### Work instructions
Across these entries, report how many lines include the string "steak", with nothing but the number.

Extracted records section start

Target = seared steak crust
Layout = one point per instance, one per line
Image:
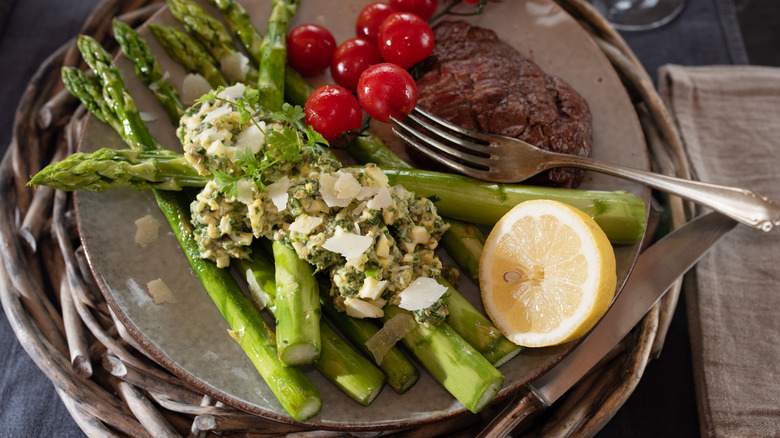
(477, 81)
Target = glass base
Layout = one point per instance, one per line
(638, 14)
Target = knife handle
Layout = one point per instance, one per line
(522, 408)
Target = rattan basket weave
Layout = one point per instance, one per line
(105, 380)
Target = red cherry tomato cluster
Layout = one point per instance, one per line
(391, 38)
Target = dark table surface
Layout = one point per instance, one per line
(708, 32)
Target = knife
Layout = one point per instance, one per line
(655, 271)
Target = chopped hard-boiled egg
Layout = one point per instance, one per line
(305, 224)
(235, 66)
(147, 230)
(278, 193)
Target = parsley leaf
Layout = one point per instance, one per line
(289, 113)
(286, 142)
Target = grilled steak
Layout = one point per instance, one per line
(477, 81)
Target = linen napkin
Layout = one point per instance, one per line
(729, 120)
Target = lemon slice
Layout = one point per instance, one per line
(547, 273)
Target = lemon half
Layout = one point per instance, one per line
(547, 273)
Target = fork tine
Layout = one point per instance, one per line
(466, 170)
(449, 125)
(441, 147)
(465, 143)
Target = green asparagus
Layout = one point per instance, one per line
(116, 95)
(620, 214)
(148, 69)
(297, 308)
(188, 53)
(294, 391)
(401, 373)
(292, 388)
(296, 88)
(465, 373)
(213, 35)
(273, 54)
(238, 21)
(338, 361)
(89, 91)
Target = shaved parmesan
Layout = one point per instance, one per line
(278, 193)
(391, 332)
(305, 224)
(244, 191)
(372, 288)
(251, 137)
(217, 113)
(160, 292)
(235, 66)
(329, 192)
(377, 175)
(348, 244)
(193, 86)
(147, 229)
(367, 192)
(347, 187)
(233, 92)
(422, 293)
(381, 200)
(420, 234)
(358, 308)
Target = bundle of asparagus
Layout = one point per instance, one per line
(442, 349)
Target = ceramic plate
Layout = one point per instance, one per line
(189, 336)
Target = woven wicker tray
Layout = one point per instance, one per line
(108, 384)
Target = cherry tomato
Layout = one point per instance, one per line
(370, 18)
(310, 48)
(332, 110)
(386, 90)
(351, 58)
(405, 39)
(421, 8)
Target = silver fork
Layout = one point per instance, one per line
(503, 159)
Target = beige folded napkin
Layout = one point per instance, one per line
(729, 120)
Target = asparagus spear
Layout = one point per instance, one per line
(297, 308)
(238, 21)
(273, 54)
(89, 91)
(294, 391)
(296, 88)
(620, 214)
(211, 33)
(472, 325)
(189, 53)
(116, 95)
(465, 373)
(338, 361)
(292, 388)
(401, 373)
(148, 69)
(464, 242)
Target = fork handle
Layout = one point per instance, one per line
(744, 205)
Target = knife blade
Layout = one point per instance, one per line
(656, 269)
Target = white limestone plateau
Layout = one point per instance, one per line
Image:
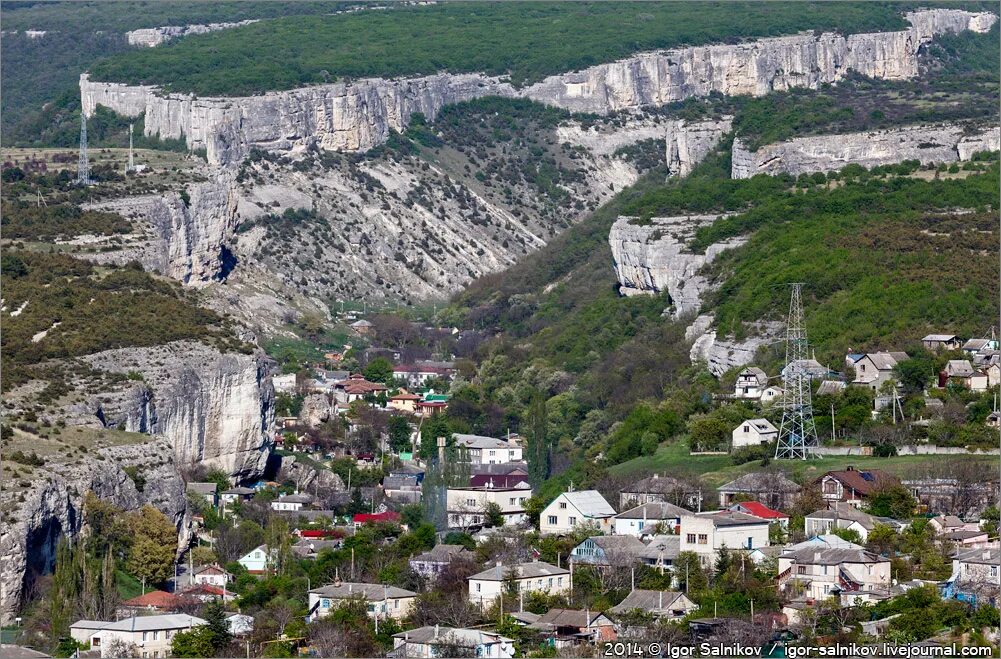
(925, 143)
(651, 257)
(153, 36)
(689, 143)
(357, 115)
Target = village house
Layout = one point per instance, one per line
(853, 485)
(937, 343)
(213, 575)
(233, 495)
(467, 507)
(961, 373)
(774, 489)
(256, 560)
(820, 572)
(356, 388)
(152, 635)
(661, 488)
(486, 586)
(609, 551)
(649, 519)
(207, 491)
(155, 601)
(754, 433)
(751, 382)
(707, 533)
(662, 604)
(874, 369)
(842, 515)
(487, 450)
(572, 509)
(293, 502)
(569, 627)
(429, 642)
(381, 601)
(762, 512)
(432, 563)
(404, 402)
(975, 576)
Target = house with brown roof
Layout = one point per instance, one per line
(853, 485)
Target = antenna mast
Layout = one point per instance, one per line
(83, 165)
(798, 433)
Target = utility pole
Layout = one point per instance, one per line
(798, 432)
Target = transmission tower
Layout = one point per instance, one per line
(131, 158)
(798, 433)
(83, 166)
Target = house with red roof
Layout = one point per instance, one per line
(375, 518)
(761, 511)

Extracted records section end

### Solution
2